Yeonmi Park’s new book, While Time Remains: A North Korean Defector’s Search for Freedom in America, is a broadside against current American political indoctrination, which is a propaganda campaign that reminds Park of her adolescence spent living in a “dictatorship of the mind.”

Park’s first book, In Order to Live, recounted her impoverished and brutal childhood under the evil Kim regime in Pyongyang, her escape into China where she was sold to human traffickers, and her final journey to South Korea and then to the United States. In While Time Remains, she briefly recounts this terrible time in her life, giving readers enough background to understand her perspective on America. Reading even this brief account of starvation and horror should produce sympathy for her and a fierce gratitude that we live in the United States.

At first, our country overwhelmed Park: the friendliness of the people; the freedom to travel; the lights of New York City; the food that was everywhere; even the fact that people were dieting to lose weight, which was unimaginable to her in her early years when food was precious. When our government granted her permanent residence, Park was ecstatic.

_WHAT YOU WILL DO_:
Continue the text about Yeonmi Park's book While Time Remains, starting after its last sentence. The records that come next are separate material and have no connection to the text above.

_Excerpts of bounding-box data_:
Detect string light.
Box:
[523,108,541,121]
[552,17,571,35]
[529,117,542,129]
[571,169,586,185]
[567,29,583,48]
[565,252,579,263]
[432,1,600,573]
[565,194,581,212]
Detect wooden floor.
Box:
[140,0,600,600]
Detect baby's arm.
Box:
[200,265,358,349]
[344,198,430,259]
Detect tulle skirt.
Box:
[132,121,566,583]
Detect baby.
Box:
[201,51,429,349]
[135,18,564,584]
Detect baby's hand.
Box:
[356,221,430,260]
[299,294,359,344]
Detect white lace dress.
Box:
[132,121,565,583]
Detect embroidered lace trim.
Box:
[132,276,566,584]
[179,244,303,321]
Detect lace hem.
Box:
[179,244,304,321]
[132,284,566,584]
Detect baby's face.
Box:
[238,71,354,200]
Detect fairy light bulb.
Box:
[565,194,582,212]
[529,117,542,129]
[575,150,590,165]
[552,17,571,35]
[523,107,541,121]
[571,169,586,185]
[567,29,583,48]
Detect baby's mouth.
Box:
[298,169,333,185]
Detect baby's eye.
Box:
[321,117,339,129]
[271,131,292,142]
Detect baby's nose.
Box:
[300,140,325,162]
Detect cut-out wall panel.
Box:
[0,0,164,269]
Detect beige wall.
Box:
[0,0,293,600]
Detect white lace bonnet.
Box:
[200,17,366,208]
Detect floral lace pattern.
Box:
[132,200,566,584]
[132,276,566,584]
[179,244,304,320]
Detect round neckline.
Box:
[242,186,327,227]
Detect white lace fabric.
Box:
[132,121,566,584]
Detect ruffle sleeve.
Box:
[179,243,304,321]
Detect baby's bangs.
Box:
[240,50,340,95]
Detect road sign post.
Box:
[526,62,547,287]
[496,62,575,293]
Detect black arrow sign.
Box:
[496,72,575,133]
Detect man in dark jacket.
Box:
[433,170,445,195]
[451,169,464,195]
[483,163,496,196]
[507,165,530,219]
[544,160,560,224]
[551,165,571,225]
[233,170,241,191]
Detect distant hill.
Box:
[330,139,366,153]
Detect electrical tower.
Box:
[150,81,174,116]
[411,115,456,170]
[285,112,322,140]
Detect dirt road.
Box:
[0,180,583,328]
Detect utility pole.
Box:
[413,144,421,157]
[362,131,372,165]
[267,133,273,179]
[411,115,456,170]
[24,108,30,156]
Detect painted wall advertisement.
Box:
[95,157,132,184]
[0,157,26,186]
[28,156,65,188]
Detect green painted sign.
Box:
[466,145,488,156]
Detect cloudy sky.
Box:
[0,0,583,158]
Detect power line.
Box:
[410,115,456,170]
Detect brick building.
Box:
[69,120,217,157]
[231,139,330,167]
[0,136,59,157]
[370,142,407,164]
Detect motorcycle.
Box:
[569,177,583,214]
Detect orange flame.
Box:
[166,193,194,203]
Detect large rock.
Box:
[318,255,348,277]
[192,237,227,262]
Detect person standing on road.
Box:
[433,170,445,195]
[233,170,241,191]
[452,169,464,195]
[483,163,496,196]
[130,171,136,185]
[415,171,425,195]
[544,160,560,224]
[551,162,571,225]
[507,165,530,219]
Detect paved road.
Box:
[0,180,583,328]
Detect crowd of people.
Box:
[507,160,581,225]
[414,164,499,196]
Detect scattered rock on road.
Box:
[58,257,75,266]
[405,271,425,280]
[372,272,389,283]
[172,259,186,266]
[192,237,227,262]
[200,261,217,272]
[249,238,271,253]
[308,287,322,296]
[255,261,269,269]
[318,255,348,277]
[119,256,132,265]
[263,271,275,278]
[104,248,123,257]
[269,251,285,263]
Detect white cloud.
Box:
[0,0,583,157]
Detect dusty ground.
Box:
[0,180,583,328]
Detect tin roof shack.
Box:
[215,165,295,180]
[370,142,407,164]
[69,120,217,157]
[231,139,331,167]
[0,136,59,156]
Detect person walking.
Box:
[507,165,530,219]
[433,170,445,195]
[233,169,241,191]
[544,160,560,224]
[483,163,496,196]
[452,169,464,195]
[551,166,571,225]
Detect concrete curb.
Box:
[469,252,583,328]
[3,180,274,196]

_OUTPUT_:
She was still largely ignorant of the political and cultural wars that were tearing the country apart when she entered Columbia University in 2016 and stepped onto that battlefield. On her first orientation day, an instructor asked a group of freshmen who liked the novels of Jane Austen. When Park and several others raised their hands, the professor informed them that Jane Austen propagated “‘the idea that women are inferior to men …’ [and that she] supported white supremacy and racism.” In a core class on masterpieces of western music, the lecturer asked which of the students “might have a problem with studying ‘Western Music.’” All of them except Park raised their hands.

During her time in school, Park won some renown as a speaker and was several times invited to conferences attended by many of the rich and famous: Hollywood stars, sports heroes, corporate heads, and politicians. She soon became aware of their shallowness and, in some cases, of the economic chains that bound them to China. Through meeting them and others, she also discovered that, like the dictatorship she’d fled in North Korea, “the American elite used their new ideology to cancel and de-platform political and ideological dissidents.”

Park also witnessed firsthand the rot and corruption in American politics. She says that, in September 2019, she attended a private dinner party at New York’s five-star St. Regis hotel. Park recounts that the guests, many of them investors and foreign heads of state, included Nancy Pelosi. Later that evening, according to Park, Pelosi spoke to the assembly and told them that the next day she would announce the impeachment inquiry into Donald Trump, adding, “You all know what this means. You need to prepare.”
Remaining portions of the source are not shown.